:: Data excerpts ::

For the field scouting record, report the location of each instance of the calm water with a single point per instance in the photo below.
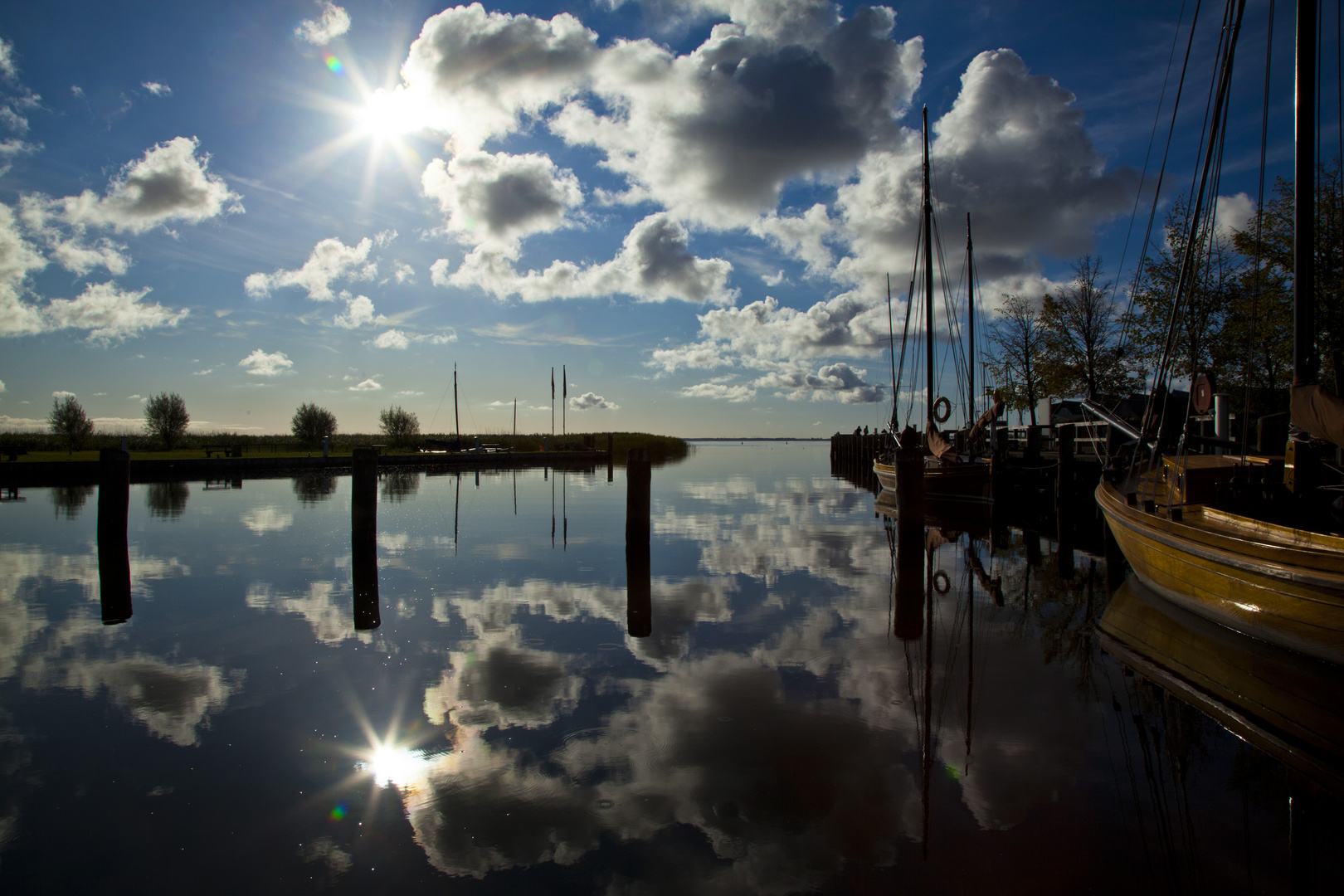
(502, 731)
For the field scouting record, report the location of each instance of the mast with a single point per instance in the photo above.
(971, 327)
(1305, 362)
(928, 277)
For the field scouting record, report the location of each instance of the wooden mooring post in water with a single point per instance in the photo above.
(113, 558)
(363, 538)
(639, 607)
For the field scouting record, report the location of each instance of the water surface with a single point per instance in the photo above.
(797, 719)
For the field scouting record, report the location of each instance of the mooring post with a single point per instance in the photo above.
(363, 538)
(639, 609)
(1064, 479)
(113, 558)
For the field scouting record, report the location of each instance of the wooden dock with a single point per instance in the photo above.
(32, 475)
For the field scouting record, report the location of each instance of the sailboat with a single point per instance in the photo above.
(949, 475)
(1215, 533)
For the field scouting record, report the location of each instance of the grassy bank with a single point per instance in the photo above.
(43, 446)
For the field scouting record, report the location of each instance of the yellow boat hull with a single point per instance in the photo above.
(1277, 585)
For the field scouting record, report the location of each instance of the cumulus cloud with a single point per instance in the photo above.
(262, 364)
(655, 264)
(830, 382)
(169, 184)
(332, 23)
(477, 74)
(329, 261)
(590, 402)
(401, 338)
(717, 134)
(502, 197)
(110, 314)
(359, 310)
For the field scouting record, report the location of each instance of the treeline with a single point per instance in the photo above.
(1234, 321)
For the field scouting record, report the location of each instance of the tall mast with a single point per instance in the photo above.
(1305, 362)
(928, 275)
(971, 327)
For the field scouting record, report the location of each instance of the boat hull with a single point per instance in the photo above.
(960, 483)
(1259, 583)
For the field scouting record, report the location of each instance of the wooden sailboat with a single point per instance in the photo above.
(1289, 705)
(1269, 564)
(947, 475)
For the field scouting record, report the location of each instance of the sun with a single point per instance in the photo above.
(388, 114)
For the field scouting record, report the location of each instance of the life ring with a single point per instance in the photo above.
(945, 406)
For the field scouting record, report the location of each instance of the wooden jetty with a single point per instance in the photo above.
(42, 473)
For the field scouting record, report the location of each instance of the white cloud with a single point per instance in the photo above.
(401, 338)
(332, 23)
(169, 184)
(329, 261)
(590, 402)
(655, 264)
(262, 364)
(110, 314)
(500, 197)
(830, 382)
(475, 74)
(737, 392)
(359, 310)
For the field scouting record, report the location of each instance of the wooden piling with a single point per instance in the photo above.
(363, 538)
(113, 557)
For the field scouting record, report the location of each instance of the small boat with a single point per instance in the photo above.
(1220, 535)
(1289, 705)
(964, 477)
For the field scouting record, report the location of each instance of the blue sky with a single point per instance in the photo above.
(691, 204)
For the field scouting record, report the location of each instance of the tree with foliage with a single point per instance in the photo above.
(399, 426)
(312, 423)
(1276, 251)
(1214, 293)
(1082, 327)
(69, 421)
(166, 416)
(1016, 343)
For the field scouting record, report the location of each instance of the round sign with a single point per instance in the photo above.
(1202, 394)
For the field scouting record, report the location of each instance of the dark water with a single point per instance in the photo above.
(799, 718)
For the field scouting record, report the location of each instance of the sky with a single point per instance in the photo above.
(689, 206)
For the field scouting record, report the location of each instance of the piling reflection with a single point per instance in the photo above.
(113, 550)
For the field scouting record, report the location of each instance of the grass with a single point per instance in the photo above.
(45, 446)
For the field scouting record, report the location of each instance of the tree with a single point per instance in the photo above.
(166, 416)
(1016, 343)
(69, 421)
(312, 423)
(1213, 296)
(399, 426)
(1081, 327)
(1276, 247)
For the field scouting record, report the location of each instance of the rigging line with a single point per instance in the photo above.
(1187, 256)
(1161, 175)
(1152, 139)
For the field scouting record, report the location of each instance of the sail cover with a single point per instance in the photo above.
(1320, 412)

:::

## Problem
Convert all of the entries above into a two-column CSV with the header instruction,points. Give each entry its own row, with the instruction text in one quoted field and its answer in the other, replace line breaks inside a field with spaces, and leave out the pictures.

## Problem solution
instruction,points
"For the field scouting record, report the location of each instance of the calm water with a single point per instance in the photo below.","(502, 731)"
"For the field scouting record, report the location of each instance of the mast with a single point per instance in the photo above.","(971, 327) (1305, 362) (928, 277)"
"For the field scouting record, report the location of each instance of the wooden mooring post in water with a single point per instance in the photo above.","(113, 558) (363, 538) (639, 607)"
"For the field scouting record, report the location of each instance of the water surface with a single point per instance in the photo above.","(797, 719)"
"For the field scouting record, report the location of each instance of the mooring post with a single point per instance in the photo above.","(363, 538) (639, 609) (1064, 479) (113, 558)"
"For the field scouting record, report the location of each instance of the wooden dock with a single point per instance in the photo above.","(32, 475)"
"For the field scouting record, report the location of each instance of the sailboat with a single point per instance in the photo above.","(949, 475) (1215, 533)"
"For the field scouting record, report the location of each instance of the grassy bank with a single point per instance in the photo above.","(43, 446)"
"For the field scouting record, report the location of each instance of the yellow boat hull with a single point per instance in the photo above.","(1277, 585)"
"For the field scouting record, report the location of each instance of the cumulus cloud with a single point per instance in the photo above.","(262, 364) (655, 264) (830, 382) (169, 184) (332, 23) (477, 74) (329, 261) (590, 402) (401, 338) (717, 134) (502, 197) (110, 314) (359, 310)"
"For the field scouting record, report the location of each instance of the treeline with a single point per instance in the photo above.","(1234, 321)"
"For the field scouting record, report the location of each instance of the tall mast with a single point per instance in the photo above.","(1305, 362) (928, 275) (971, 327)"
"For the field scouting record, report the location of each instance of the boat hull with a single point per instance in the photo above.","(960, 483) (1259, 583)"
"For the field scouting record, report the location of each instance of the wooden sailboat with a single point per instance in the photo above.","(1289, 705) (1269, 564) (947, 475)"
"For the field scouting record, report the location of each instance of the sun with a single point per instance in the photo above.","(388, 114)"
"For the field scouting record, report the location of each instance of the life ring with a single point per instance in the photo above.","(945, 406)"
"For the field scouting record, report the location of each instance of the wooden jetty with a single point per instance in the photo above.","(42, 473)"
"For the field scouting record, report the location of each instance of the white cloud with a single point per instance in the photo above.","(401, 338) (332, 23) (169, 184) (329, 261) (590, 402) (655, 264) (262, 364) (110, 314) (500, 197) (830, 382) (475, 74) (737, 392) (359, 310)"
"For the field scouting record, report the location of each instance of the wooden piling with a single point per instance in the photo above.","(363, 538) (113, 557)"
"For the field scouting record, report the location of each instance of the small boat with a single point per instance in the photo above.","(1220, 535) (1289, 705) (964, 477)"
"For the field scouting record, report the location of each instance of the blue sky with a single point per instance in the photo above.","(691, 204)"
"For the field scouting record, report the location of each instance of the tree with foliage with a single point per instance in the photo above.","(399, 426) (312, 423) (1276, 251) (1214, 293) (1082, 327) (69, 421) (166, 416) (1016, 343)"
"For the field scouting record, report the location of each instance of the round sign with a single point per instance in the photo above.","(1202, 394)"
"For the field scouting record, report the location of each instance of the dark water with a single point per instance in the photo above.","(799, 718)"
"For the field scouting record, report the location of each instance of the sky with a single point per instance in the photo above.","(689, 206)"
"For the field scouting record, report the location of each instance of the piling reflection with a single point per instance in the photo above.","(113, 550)"
"For the field scouting record, report the location of each instance of the grass with a single point per instance in the photo above.","(45, 446)"
"For the field scouting record, report the location of each instance of the tree with a single point per instance in the photo above.","(166, 416) (1016, 343) (69, 421) (312, 423) (1213, 296) (399, 426) (1081, 327) (1276, 247)"
"For the field scouting record, report the location of each instance of the rigging line with a single point per instance in the photo above.","(1187, 256) (1161, 175) (1152, 139)"
"For the field scouting record, report the location of each instance of the sail cover with a single point per instance in the photo above.","(1320, 412)"